[[ Text section open ]]

Authors of a United Nations University study found that a setback of that size could reverse a decade of global progress on poverty reduction.

“Extreme poverty in Australia’s immediate region is likely to skyrocket, [too],” says co-author and research fellow at ANU, Christopher Hoy.

Christopher Hoy.

“In other regions such as the Middle East and North Africa and Sub-Saharan Africa, the adverse impacts of COVID-19 could result in poverty levels similar to those recorded 30 years ago.”

It is the first time that poverty has increased globally in 30 years, according to the report published in UNU-WIDER.

“The economic crisis is potentially going to be even more severe than the health crisis,” Mr Hoy says.

“COVID-19 will push tens of millions of people back into extreme poverty and they will not be able to meet their basic needs.”

Researchers hope that the report’s findings will propel action ahead of key meetings with the World Bank, International Monetary Fund (IMF) and G20 finance ministers next week.

“There is little that anyone can do to stop the world going into a recession, but this report shows just how severe the crisis could be if urgent action is not taken by policy makers,” Mr Hoy says.

The paper estimates a 400–600 million increase in people in poverty across the globe given a scenario in which per capita consumption in developing countries contracts by 20 per cent.

The report also says the potential impact of COVID-19 poses a real challenge to the UN Sustainable Development Goal of ending poverty by 2030.

[[ Text section closed ]]
[[ Recorded information open ]]

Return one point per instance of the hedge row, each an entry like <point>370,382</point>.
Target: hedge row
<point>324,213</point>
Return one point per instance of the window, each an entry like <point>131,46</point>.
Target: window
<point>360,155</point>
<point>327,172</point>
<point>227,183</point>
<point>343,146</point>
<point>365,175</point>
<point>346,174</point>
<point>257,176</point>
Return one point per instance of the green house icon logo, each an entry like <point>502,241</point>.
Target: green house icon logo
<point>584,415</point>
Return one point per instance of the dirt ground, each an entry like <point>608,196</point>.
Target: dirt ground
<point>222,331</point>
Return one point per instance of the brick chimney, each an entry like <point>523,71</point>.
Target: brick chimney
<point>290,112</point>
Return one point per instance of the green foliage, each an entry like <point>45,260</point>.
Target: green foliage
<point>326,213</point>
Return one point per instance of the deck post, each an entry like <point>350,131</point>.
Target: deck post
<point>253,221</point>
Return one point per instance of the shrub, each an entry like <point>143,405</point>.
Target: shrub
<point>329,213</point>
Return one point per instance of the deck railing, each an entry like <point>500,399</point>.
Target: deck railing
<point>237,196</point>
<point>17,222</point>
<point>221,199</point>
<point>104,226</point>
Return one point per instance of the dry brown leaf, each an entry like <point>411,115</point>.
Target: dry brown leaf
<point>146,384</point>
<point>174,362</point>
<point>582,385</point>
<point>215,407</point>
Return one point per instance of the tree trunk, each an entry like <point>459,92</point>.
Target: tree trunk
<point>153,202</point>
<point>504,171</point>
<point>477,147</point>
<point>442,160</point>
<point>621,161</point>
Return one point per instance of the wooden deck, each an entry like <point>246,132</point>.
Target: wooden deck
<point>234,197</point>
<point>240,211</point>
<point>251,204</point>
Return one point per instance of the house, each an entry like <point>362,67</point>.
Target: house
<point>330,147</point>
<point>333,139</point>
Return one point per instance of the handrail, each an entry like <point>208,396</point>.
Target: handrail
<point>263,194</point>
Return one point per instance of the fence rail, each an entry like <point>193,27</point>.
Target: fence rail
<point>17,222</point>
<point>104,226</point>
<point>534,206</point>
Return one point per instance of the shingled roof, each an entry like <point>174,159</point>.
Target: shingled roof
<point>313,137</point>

[[ Recorded information closed ]]
[[ Recorded information open ]]

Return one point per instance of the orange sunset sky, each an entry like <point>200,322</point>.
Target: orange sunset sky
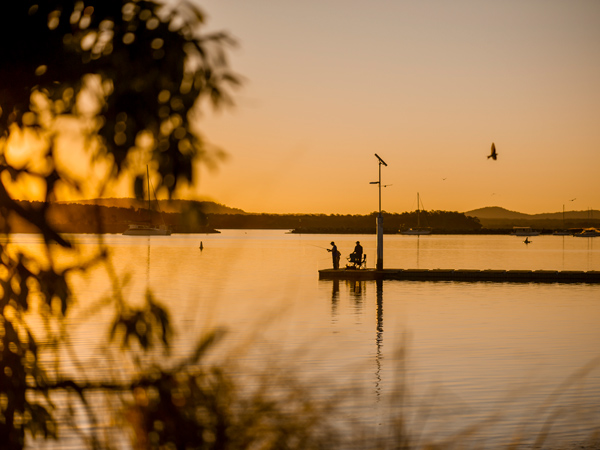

[[ Recorded information closed ]]
[[ Recorded information open ]]

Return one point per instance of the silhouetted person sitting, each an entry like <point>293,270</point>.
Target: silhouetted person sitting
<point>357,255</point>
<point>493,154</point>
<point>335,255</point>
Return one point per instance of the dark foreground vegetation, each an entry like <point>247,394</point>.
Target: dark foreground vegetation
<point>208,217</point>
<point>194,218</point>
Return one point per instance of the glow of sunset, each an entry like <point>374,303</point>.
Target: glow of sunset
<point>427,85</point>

[[ Recorded information closed ]]

**Task requirements**
(A) In the text on COVID-19 and global poverty, what increase in the number of people in poverty does the paper estimate if per capita consumption in developing countries contracts by 20 per cent?
(B) According to the text on COVID-19 and global poverty, with whom are the key meetings next week to be held? List all of them.

**Numbered responses**
(A) An increase of 400–600 million people.

(B)
- The World Bank
- The International Monetary Fund (IMF)
- The G20 finance ministers